**Exercise aim**
Anywhere the string "blade" shows up in the listing below, copy the line it is in.

**Records provided**
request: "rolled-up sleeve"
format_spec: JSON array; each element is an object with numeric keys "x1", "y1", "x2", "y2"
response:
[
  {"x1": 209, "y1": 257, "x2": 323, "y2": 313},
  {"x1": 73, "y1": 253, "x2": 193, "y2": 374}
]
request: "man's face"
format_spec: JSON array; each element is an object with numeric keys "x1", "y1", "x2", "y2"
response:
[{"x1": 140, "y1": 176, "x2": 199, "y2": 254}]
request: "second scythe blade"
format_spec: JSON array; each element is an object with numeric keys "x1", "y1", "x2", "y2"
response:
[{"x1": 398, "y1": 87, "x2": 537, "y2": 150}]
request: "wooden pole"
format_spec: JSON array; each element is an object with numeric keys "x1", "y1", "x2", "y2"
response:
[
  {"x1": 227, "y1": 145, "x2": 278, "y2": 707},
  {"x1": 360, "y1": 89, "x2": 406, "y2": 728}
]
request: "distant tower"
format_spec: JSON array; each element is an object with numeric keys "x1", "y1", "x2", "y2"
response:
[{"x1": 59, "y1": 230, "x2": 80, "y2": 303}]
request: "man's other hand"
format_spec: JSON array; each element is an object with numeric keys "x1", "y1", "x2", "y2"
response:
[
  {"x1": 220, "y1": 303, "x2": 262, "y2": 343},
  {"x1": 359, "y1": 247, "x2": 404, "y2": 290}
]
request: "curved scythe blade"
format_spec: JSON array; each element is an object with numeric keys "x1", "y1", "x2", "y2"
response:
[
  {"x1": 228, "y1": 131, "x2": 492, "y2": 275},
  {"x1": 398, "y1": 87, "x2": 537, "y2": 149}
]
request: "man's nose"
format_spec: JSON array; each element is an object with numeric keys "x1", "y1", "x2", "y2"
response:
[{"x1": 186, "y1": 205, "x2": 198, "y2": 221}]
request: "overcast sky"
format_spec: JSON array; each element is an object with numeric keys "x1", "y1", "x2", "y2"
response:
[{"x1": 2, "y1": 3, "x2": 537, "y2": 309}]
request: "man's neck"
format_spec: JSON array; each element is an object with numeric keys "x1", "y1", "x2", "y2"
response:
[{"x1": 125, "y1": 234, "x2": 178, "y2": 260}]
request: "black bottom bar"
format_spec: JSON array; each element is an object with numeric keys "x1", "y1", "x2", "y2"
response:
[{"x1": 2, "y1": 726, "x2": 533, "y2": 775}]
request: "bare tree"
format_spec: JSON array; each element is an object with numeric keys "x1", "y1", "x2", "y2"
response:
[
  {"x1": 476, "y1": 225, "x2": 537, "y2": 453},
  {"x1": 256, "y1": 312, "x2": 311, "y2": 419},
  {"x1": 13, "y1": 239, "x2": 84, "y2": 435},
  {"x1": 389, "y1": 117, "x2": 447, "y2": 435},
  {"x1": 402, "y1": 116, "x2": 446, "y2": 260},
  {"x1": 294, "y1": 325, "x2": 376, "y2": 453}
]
--
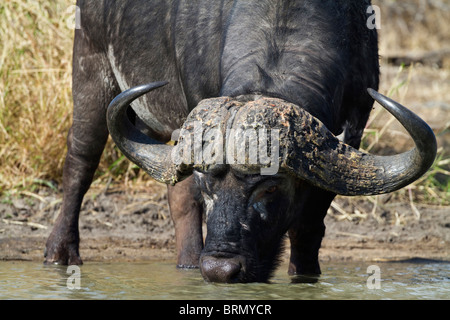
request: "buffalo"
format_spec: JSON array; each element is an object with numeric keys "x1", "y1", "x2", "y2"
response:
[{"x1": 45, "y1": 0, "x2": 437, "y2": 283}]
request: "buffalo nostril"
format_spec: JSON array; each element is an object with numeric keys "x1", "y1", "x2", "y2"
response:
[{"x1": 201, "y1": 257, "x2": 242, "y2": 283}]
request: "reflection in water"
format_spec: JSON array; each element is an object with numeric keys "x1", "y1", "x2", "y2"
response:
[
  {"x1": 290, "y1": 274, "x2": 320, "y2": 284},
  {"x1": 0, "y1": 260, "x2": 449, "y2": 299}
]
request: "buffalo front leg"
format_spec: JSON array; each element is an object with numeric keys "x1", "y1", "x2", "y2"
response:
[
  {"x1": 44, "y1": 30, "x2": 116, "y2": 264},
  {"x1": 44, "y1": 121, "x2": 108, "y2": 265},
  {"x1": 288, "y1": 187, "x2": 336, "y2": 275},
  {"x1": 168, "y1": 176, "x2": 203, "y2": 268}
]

**Your solution**
request: "second scythe blade"
request: "curved scythe blade"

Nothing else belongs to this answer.